Lyrics Abdelkrim Branine – Photo NnoMan

Au début de l’année 2016, des #FreeMoussa envahissent les réseaux sociaux. Des rassemblements sont organisés un peu partout en France pour demander la libération de l’humanitaire français Moussa Ibn Yacoub, emprisonné en Birmanie. C’est la première fois qu’il raconte en détail à un média les raisons et les conditions de sa détention.

 

 

Fumigène : Comment vas-tu depuis ton retour en France ?

Moussa Ibn Yacoub : Très bien. J’ai pu revoir enfin ma famille, mes proches et constater de près la mobilisation. Chaque jour dans la rue, je continue de croiser des gens qui m’ont soutenu. C’est un plaisir de voir cette France qui s’est bougée pour me faire sortir de prison au Bangladesh… À Montreuil, ma ville, j’ai décroché mon propre portrait de la mairie, c’était quelque chose… Tous ces symboles sont très forts, vraiment.

 

Fumigène : Comment en es-tu venu à l’humanitaire ? On a l’impression que c’est une vraie vocation pour toi…

Moussa : Pour moi, c’est Dieu qui m’a guidé vers l’humanitaire. Du jour au lendemain, je me suis retrouvé dans la rue à distribuer de la nourriture aux sans-abris avec une association qui s’appelle « Au cœur de la précarité », que j’ai cofondée avec le président actuel. J’avais 21 ans. On venait des quartiers populaires, on voulait trouver un sens à notre vie. Au fil des années, l’association s’est développée et nos activités ont pris une autre ampleur. Du local au national puis à l’international. Un jour, j’ai été contacté par Baraka City. J’ai ensuite rejoint cette ONG et pour ma toute première mission, ils m’ont dit : « Tu vas en Birmanie ».

 

Fumigène : Tu es allé à la rencontre des Rohyngias, une minorité musulmane persécutée en Birmanie. Tu es toi-même musulman : te considères-tu comme un « humanitaire musulman » comme on a pu le lire ?

Moussa : Moi, un « humanitaire musulman » ? On dit ça sûrement parce que je suis converti et que la confusion avec mes deux prénoms a joué une part dans mon incarcération. Personnellement, l’Islam m’enseigne de faire le bien, oui. Mais un humanitaire ne doit pas être assimilé à une religion. Quand je viens en aide à une personne, je ne regarde pas ce genre de choses.

 

 

Fumigène : Comment se passe ton premier voyage en Birmanie ?

Moussa : Le premier problème, c’est comment je vais rentrer dans ce pays ? Et qu’est-ce qui va m’arriver ? Quand j’arrive, je ne parle pas un mot d’anglais, je ne sais pas où se trouvent les Rohyngias… On est en 2013, le pays sort à peine de la dictature militaire. Dès 2012 les Rohyngias se font chasser pour être parqués dans des camps. Après plusieurs tentatives, on arrive dans un village où vivent des musulmans. Là, on recueille les premiers témoignages et on découvre leur calvaire. Ma mission de jeune humanitaire, c’est donc de transmettre l’information, essayer de faire porter cette voix, éteinte. Très peu de médias et d’ONG accédaient à ces fameux camps. L’ONU crie haut et fort que c’est la minorité la plus persécutée du monde et rien ne se passe ! Je rencontre Amnesty, Human Right Watch. Tous font le même constat mais pas grand chose ne se fait. Là, on décide donc d’y retourner pour agir. Il y a des risques importants mais ça en vaut la peine. C’est toute une communauté qui est en train de s’éteindre aujourd’hui.

DONNÉES FOURNIES:

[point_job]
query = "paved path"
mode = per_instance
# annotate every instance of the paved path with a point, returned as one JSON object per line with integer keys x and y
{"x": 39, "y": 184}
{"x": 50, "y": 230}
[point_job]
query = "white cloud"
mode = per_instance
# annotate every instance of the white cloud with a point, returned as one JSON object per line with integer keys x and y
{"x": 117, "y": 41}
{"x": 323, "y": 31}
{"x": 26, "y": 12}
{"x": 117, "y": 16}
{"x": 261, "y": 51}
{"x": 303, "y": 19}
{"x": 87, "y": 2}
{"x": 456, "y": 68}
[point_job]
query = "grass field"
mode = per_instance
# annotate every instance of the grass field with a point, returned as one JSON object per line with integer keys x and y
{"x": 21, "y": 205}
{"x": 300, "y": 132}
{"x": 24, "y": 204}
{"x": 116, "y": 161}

OBJECTIF 1: Selon l'entretien, quelle ONG a confié à Moussa Ibn Yacoub sa toute première mission, et dans quel pays ?
OBJECTIF 2: Reprenez le passage de l'entretien en commençant par « Moussa : Moi, un » et en poursuivant jusqu'à « voyage en Birmanie ? », puis remplacez-y « religion » par « confession ».
Les lignes proviennent d'une source distincte de l'entretien.

RÉPONSE COMPLÈTE 1: Baraka City, qui l'a envoyé en Birmanie.

RÉPONSE COMPLÈTE 2:
Moussa : Moi, un « humanitaire musulman » ? On dit ça sûrement parce que je suis converti et que la confusion avec mes deux prénoms a joué une part dans mon incarcération. Personnellement, l’Islam m’enseigne de faire le bien, oui. Mais un humanitaire ne doit pas être assimilé à une confession. Quand je viens en aide à une personne, je ne regarde pas ce genre de choses.

 

 

Fumigène : Comment se passe ton premier voyage en Birmanie ?